◆ **TASK DIRECTIONS**: Pull each line containing "metal" out of the listing below.

○ ○ ○

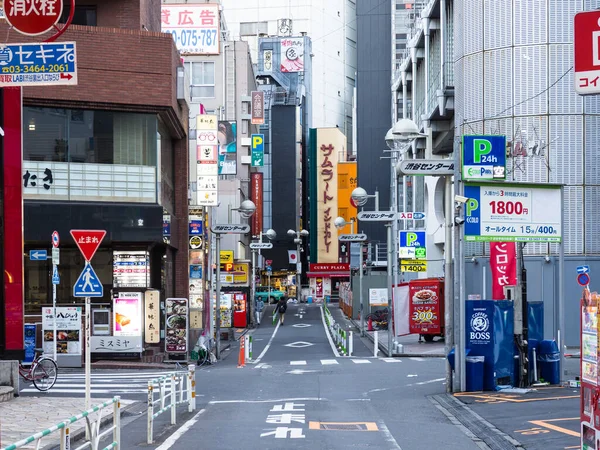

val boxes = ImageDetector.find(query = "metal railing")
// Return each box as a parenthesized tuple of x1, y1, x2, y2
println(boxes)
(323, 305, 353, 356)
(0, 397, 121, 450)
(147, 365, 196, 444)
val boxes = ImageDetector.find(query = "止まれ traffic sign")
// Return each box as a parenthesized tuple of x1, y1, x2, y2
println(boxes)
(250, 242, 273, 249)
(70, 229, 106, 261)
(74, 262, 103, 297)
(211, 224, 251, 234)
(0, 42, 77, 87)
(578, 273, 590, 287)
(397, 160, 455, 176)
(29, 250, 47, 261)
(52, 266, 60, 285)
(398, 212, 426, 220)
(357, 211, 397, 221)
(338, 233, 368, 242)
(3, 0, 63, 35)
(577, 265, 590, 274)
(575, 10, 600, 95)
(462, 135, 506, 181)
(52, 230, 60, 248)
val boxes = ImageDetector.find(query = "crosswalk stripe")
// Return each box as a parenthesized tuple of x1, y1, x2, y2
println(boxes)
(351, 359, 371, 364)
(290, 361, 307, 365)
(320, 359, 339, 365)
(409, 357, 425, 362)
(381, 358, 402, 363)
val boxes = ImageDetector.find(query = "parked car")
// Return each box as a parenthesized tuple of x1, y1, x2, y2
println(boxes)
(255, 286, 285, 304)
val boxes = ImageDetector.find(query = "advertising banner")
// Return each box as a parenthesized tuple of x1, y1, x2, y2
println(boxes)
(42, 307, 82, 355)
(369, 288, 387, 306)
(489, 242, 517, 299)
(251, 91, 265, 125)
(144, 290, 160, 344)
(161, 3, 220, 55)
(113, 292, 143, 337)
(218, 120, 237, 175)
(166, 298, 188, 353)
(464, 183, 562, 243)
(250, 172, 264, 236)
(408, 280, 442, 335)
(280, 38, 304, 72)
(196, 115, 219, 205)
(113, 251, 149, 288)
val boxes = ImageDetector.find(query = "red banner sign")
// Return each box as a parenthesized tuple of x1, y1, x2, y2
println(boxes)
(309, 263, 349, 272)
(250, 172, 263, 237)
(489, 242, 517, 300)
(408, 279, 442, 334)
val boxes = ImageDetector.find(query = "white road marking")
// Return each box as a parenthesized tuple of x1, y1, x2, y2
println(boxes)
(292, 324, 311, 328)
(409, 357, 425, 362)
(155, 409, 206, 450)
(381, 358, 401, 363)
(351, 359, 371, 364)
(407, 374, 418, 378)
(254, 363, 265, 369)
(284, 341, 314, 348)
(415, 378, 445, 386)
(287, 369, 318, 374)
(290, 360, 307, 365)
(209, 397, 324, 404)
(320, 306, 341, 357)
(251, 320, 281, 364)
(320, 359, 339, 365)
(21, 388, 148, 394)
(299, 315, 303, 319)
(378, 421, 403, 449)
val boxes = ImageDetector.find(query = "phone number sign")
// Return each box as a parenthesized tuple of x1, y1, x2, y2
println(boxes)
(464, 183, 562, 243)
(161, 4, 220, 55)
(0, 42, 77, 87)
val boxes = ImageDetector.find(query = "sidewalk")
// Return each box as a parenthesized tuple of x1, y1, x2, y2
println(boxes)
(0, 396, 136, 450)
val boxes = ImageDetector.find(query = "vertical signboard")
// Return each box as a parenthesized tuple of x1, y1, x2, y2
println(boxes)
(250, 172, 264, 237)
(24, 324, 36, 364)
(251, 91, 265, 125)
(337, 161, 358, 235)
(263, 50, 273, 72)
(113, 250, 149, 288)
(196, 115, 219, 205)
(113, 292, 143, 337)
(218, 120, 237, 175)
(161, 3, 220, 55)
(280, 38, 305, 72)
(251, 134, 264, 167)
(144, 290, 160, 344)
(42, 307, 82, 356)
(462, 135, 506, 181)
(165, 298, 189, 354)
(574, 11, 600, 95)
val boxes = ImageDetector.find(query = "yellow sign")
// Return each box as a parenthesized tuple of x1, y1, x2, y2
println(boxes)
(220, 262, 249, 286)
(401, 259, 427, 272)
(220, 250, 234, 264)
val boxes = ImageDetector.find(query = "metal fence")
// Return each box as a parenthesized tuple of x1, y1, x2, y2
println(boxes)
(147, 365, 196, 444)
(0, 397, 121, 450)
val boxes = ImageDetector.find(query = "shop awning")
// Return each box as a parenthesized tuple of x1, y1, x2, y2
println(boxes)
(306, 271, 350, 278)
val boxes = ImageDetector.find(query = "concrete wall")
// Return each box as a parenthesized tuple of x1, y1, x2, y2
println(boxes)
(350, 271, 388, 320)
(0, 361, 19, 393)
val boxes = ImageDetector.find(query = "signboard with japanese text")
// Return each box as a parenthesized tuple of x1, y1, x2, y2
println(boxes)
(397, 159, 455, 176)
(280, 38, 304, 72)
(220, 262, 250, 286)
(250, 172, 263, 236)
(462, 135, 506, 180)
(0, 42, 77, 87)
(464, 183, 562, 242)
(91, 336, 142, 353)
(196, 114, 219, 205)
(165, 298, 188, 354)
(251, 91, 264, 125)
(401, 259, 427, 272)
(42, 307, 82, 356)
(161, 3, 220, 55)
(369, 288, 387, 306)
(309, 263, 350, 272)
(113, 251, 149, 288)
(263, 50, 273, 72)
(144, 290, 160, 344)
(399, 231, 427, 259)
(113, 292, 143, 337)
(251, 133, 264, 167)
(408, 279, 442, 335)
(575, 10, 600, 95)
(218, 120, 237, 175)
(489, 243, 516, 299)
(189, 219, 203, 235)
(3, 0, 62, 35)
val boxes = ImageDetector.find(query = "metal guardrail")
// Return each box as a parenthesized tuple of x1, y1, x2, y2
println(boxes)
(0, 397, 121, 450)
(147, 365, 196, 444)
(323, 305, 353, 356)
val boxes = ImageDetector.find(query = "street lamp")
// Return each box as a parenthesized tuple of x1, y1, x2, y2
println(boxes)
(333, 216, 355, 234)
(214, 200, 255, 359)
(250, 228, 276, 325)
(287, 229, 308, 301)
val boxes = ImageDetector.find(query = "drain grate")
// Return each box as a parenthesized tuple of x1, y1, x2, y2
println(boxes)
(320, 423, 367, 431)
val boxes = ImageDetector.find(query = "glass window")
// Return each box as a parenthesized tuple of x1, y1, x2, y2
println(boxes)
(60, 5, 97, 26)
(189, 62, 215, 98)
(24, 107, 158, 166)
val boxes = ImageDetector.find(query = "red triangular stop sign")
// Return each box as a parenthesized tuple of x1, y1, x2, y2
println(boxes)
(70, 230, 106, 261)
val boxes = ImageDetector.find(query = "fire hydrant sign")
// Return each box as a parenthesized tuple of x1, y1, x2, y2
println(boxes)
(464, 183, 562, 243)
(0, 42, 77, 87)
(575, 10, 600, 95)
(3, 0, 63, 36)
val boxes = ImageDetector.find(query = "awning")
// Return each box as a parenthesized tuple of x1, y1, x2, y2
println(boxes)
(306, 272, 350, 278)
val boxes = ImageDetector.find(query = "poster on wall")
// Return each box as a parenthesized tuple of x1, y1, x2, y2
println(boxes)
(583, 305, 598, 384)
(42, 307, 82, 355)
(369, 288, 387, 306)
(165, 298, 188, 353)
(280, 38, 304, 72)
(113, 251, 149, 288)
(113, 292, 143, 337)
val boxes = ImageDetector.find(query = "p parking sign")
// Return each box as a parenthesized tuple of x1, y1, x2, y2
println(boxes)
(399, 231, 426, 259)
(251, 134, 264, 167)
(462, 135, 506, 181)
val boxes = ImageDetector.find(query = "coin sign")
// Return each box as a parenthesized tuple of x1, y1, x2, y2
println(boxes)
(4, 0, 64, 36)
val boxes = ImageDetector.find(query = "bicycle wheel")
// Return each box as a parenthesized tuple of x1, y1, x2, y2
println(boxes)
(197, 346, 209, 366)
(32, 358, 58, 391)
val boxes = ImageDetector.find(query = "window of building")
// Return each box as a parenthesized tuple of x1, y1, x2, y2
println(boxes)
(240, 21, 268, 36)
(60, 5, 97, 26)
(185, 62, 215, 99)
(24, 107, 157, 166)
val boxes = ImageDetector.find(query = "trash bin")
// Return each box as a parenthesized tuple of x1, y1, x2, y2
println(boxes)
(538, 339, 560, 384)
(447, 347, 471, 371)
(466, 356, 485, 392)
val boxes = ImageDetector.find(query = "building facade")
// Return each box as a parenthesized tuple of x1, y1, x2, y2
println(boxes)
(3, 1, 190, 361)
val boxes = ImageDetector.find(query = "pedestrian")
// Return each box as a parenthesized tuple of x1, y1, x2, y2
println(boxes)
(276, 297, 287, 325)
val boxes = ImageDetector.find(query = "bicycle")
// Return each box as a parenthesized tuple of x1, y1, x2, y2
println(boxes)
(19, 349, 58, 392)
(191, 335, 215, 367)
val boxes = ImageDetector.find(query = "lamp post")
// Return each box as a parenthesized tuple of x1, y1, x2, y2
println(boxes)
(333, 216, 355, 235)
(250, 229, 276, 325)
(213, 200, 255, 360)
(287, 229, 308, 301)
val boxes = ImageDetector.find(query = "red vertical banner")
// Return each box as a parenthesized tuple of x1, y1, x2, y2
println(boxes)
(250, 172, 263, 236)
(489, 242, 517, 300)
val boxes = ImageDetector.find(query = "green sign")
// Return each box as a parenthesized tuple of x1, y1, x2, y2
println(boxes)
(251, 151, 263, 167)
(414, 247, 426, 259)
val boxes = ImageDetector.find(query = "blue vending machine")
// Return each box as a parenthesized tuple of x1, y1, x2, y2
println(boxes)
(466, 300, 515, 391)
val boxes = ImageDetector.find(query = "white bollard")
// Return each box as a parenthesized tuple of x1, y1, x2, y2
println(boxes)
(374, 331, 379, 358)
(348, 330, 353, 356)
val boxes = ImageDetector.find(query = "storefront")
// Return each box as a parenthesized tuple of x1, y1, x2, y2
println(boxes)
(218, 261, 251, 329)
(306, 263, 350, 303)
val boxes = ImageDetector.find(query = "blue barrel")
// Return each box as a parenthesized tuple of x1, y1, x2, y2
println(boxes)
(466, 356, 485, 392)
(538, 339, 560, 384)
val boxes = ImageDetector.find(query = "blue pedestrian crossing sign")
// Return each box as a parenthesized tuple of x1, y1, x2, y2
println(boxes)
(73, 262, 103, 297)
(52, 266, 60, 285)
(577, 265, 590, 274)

○ ○ ○

◆ **ANSWER FOR THE TASK**:
val boxes = ImageDetector.find(query = "metal railing")
val boxes = ImageDetector.find(query = "metal fence")
val boxes = ImageDetector.find(query = "metal guardrail")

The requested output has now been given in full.